▶ [EXERCISE GOAL] Please copy the leading lines of the entries below exactly, concluding with the line in which "ask: trace the outline of every instance of the rolled-up" occurs.

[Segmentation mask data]
——

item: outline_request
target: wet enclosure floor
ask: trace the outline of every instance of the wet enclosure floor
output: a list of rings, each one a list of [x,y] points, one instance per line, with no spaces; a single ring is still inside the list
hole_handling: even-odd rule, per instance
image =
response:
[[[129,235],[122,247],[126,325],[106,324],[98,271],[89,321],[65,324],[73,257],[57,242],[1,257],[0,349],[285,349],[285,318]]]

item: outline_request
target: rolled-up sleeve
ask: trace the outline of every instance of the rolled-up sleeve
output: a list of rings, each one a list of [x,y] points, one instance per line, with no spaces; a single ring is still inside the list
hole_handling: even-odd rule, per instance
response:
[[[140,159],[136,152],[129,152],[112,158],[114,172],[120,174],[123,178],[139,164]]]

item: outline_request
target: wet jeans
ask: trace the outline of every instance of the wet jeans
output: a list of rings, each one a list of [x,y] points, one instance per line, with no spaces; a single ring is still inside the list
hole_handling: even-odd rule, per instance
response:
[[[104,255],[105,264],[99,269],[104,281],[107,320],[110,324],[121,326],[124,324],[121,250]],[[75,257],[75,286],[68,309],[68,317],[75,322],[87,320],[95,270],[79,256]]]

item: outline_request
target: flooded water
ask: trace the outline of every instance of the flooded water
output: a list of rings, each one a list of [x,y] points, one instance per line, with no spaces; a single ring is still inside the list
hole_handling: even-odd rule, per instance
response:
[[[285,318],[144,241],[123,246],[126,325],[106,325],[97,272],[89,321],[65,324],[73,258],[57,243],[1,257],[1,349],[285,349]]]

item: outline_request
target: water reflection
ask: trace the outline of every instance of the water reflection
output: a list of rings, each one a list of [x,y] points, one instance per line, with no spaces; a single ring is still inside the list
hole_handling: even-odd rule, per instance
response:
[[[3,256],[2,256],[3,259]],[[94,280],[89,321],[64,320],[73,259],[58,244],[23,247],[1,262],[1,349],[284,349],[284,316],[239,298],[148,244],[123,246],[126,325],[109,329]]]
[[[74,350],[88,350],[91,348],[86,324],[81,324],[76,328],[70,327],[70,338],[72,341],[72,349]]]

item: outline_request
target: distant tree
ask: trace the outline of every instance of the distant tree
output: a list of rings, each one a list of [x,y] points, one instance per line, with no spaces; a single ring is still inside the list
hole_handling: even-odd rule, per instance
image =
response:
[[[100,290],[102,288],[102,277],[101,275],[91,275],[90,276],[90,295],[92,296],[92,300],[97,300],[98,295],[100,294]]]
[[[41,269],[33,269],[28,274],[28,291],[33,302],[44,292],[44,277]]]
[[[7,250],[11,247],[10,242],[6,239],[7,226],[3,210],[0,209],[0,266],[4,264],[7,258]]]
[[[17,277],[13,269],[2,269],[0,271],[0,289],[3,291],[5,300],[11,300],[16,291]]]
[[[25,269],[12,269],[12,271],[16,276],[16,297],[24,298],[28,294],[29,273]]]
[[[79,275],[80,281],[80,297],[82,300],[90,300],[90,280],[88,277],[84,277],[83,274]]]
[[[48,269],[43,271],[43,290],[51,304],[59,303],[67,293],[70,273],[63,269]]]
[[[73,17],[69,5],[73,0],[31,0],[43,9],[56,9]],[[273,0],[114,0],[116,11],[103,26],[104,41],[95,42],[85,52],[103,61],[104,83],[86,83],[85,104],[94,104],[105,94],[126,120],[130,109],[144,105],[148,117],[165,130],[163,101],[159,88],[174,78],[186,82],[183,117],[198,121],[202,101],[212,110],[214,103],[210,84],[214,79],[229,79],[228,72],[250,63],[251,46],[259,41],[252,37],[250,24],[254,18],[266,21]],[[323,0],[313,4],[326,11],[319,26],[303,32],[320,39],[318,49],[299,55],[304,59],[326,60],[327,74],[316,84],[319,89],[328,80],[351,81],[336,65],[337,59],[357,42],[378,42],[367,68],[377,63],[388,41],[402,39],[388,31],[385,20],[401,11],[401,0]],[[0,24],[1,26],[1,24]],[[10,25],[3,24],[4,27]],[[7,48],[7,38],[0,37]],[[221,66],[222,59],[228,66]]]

——

▶ [SOLUTION TO THE PROBLEM]
item: outline_request
target: wet enclosure floor
ask: trace the outline of every instance of the wet enclosure floor
output: a list of rings, each one a list of [x,y] points, one instance per line, with no spaces; a single ring is still inside the list
hole_handling: even-odd rule, per instance
image =
response:
[[[129,235],[122,247],[126,325],[106,324],[98,271],[89,321],[65,324],[73,257],[57,242],[1,257],[0,349],[285,349],[285,318]]]

item: outline_request
target: rolled-up sleeve
ask: trace the outline of every instance of the rolled-up sleeve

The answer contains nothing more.